*DIRECTIONS FOR THIS TASK*
From the entries below, return exactly the lines beginning at the one that contains "[tag] leg (a point for each instance)" and ending at the one that contains "[tag] costume dress", both of them included, and only those lines.

*WORKING DATA*
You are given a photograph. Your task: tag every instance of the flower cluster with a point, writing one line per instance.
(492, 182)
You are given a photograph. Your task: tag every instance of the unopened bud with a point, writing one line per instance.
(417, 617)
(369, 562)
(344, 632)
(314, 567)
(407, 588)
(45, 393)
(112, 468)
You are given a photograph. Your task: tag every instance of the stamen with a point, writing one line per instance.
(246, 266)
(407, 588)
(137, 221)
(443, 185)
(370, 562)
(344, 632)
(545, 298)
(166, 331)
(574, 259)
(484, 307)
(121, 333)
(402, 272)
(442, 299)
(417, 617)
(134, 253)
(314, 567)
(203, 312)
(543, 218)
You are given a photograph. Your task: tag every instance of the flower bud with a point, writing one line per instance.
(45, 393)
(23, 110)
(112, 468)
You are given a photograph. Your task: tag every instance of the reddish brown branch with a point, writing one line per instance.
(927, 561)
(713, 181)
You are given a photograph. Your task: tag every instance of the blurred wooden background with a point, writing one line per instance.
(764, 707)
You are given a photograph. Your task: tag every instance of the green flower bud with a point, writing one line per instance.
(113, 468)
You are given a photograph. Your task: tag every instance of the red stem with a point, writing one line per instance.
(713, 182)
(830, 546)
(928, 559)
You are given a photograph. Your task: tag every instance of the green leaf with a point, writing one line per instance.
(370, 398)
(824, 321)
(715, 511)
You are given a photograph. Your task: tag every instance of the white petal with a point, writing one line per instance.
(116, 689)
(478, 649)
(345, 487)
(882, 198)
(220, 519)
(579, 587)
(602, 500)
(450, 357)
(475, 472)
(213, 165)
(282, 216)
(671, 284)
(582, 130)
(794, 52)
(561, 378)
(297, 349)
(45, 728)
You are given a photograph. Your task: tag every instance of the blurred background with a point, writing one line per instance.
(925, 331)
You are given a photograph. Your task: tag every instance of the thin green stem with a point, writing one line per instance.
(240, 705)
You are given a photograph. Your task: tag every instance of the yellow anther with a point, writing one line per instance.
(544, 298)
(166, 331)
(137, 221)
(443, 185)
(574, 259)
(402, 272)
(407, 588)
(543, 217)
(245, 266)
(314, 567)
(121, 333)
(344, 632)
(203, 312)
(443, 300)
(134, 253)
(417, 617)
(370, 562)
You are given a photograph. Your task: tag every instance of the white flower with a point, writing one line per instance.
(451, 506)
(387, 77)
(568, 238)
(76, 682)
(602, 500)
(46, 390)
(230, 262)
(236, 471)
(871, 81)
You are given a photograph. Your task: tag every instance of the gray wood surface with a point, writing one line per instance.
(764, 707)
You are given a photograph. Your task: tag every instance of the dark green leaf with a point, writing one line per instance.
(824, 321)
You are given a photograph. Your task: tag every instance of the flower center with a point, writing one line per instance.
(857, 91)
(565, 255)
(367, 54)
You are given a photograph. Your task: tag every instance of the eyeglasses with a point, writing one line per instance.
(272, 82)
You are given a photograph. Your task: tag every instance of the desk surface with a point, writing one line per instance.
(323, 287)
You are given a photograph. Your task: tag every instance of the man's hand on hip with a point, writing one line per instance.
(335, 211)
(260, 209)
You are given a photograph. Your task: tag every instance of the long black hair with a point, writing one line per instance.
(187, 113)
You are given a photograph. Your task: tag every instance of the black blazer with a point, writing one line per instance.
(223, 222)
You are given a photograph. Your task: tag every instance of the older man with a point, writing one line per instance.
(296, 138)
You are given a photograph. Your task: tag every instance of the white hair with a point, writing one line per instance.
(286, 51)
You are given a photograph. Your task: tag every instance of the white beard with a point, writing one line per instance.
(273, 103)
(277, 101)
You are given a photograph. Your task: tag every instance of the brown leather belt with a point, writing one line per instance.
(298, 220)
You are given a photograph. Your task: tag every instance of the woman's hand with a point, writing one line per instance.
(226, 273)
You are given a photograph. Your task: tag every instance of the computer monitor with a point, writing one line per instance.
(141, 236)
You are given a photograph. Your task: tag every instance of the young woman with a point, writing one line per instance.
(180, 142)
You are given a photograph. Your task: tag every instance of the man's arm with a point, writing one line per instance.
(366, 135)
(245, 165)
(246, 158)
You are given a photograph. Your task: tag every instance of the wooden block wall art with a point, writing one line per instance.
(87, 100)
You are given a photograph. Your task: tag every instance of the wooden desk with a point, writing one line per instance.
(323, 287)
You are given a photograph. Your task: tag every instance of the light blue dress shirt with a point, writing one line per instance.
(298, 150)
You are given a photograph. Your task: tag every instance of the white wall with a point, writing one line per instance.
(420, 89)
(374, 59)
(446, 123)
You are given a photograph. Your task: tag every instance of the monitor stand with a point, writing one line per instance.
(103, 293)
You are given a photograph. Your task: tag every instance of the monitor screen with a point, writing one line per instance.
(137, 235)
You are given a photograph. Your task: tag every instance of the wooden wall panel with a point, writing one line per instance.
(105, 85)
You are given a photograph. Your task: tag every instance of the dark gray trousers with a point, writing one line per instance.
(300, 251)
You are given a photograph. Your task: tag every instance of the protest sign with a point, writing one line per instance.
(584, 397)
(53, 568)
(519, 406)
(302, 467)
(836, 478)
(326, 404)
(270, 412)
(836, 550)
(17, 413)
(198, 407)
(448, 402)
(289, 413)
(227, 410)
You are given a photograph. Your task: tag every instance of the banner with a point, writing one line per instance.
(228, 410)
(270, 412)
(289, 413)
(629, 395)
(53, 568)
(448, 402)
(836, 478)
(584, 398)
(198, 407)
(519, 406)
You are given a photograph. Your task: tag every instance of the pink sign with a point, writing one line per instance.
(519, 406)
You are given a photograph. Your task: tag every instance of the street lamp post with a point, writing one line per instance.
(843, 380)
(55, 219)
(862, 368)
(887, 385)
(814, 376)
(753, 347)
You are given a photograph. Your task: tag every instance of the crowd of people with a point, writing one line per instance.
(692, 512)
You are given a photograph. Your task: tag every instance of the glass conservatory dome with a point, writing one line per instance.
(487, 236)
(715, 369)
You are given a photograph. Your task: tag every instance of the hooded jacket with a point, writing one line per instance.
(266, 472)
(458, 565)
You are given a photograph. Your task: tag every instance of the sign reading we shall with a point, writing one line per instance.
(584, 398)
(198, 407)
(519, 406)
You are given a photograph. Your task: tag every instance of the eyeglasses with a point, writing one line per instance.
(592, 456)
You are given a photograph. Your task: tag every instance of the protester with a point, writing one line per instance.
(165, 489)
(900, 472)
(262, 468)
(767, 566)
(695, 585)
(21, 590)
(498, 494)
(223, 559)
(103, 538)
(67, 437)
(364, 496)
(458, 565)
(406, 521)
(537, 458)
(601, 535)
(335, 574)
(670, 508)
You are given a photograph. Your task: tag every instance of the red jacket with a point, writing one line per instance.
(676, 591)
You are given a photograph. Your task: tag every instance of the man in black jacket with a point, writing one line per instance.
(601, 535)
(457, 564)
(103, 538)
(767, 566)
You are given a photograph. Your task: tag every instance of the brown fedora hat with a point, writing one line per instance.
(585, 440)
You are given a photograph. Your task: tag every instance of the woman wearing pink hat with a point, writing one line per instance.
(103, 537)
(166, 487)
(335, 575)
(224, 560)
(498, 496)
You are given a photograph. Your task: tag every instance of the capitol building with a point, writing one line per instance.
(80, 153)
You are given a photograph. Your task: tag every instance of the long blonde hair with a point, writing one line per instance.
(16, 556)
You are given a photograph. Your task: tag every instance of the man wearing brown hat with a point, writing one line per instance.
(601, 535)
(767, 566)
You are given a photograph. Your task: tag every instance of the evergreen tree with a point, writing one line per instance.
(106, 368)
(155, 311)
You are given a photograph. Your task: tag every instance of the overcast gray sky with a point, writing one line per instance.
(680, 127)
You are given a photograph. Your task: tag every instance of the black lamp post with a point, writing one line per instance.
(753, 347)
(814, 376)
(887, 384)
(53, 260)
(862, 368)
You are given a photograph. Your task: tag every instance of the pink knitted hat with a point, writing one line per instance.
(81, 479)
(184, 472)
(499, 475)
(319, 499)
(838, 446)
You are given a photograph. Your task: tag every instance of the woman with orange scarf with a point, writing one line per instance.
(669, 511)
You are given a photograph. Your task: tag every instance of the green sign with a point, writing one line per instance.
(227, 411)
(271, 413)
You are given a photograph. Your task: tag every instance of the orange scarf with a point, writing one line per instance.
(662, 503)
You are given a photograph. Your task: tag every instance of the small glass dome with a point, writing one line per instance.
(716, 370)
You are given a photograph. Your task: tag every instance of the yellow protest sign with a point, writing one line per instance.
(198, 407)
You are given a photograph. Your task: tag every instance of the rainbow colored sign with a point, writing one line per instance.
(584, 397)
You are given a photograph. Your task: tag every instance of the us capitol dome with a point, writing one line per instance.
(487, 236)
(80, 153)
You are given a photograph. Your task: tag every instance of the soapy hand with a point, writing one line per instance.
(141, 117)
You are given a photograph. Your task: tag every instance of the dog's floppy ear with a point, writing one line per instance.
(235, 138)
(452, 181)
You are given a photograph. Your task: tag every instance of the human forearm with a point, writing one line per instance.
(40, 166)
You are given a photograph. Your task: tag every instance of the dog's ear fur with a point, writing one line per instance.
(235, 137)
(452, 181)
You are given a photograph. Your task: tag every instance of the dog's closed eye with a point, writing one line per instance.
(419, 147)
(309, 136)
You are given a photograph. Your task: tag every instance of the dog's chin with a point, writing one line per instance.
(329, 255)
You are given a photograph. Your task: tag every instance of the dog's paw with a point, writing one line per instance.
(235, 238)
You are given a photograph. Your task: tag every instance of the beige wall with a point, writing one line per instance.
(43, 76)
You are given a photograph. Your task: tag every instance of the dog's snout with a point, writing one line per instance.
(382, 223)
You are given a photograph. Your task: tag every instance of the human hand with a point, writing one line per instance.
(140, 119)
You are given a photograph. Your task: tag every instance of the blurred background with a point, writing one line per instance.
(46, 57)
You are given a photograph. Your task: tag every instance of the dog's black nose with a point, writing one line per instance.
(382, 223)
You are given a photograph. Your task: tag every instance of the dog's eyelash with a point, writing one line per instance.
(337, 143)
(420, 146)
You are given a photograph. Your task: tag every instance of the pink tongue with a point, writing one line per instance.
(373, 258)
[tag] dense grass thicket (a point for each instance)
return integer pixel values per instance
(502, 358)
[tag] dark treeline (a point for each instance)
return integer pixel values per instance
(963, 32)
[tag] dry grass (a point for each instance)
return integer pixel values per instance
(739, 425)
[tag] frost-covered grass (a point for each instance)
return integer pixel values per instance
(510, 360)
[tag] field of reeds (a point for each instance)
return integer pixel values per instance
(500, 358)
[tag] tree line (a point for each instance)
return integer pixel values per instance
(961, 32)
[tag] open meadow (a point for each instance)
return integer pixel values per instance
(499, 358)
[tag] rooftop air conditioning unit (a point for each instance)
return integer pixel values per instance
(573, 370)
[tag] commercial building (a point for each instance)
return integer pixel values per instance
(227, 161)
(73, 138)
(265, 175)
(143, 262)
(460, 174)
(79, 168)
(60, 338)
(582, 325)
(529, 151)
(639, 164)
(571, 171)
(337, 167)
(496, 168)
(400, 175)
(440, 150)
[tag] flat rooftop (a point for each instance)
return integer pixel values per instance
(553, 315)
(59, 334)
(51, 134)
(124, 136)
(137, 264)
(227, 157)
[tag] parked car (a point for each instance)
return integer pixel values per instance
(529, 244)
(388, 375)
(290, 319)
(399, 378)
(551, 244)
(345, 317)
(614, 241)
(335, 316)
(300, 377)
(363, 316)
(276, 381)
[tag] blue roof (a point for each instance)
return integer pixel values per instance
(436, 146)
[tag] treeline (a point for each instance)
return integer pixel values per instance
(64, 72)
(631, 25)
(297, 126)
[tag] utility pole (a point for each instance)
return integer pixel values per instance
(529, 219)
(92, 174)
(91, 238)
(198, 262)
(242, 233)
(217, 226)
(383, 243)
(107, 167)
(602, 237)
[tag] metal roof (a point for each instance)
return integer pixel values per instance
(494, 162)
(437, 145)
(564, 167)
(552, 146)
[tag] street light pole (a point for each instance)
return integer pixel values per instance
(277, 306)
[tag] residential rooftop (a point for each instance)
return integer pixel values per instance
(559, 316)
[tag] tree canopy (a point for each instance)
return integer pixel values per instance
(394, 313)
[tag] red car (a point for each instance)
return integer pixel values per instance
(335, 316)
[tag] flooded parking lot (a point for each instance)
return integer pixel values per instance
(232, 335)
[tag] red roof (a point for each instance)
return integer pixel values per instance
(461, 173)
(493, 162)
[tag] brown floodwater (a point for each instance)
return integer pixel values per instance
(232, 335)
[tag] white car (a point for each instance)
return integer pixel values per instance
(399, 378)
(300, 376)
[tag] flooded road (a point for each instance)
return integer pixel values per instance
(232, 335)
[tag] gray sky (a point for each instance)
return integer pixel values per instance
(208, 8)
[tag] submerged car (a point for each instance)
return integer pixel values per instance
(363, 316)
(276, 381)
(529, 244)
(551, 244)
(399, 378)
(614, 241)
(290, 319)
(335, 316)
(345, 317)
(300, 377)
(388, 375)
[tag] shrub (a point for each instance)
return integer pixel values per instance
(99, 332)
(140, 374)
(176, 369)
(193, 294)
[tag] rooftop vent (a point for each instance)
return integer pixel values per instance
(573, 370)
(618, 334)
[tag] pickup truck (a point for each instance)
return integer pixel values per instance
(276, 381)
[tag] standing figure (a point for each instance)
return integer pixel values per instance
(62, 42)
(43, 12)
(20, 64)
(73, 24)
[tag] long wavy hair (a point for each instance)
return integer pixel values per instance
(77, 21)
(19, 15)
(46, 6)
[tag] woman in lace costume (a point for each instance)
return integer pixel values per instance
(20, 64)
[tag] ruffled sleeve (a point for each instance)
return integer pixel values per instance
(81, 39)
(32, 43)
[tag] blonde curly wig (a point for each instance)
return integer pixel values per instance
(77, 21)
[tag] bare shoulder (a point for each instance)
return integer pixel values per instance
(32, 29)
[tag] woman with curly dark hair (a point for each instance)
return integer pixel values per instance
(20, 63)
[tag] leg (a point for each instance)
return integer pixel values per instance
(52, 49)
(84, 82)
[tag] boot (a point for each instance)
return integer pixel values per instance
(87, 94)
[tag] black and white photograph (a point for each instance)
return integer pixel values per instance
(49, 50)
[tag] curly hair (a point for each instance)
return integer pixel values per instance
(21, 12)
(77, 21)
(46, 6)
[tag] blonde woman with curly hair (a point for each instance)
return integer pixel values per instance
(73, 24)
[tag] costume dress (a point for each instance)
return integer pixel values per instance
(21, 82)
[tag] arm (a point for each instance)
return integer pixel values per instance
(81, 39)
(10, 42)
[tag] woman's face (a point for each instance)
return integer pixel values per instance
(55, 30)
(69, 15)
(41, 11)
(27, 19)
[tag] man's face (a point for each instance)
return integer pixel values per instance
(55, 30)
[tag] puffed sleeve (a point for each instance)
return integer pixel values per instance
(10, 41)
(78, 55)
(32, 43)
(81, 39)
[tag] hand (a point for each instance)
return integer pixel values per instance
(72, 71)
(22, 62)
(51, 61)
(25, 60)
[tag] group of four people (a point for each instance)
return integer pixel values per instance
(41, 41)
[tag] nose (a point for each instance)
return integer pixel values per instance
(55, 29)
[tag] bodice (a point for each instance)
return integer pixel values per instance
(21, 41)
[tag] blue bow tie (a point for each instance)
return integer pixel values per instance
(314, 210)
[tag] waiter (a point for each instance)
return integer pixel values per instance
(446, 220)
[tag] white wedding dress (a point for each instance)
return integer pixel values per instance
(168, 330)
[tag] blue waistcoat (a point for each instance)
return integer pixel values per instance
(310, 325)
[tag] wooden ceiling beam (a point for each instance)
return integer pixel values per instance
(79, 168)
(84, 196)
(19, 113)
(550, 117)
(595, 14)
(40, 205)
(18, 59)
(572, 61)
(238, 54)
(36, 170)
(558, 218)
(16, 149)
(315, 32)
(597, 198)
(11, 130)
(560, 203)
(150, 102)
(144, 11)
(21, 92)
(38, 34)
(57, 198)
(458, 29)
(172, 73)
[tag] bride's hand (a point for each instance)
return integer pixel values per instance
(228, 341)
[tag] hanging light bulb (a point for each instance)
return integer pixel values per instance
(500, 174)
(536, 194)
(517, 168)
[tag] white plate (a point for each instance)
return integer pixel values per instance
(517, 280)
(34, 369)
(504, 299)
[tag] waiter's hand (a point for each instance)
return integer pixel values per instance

*ANSWER TO THIS EXERCISE*
[tag] leg (a point for each instance)
return integer pixel values per instance
(52, 49)
(84, 82)
[tag] boot (a point for each instance)
return integer pixel values per instance
(87, 94)
[tag] black and white photograph (a point for each instance)
return integer pixel values per instance
(49, 50)
[tag] curly hair (a point for each instance)
return integer pixel values per instance
(21, 12)
(77, 21)
(46, 6)
[tag] blonde woman with curly hair (a point for each instance)
return integer pixel values per instance
(73, 24)
[tag] costume dress (a point for each instance)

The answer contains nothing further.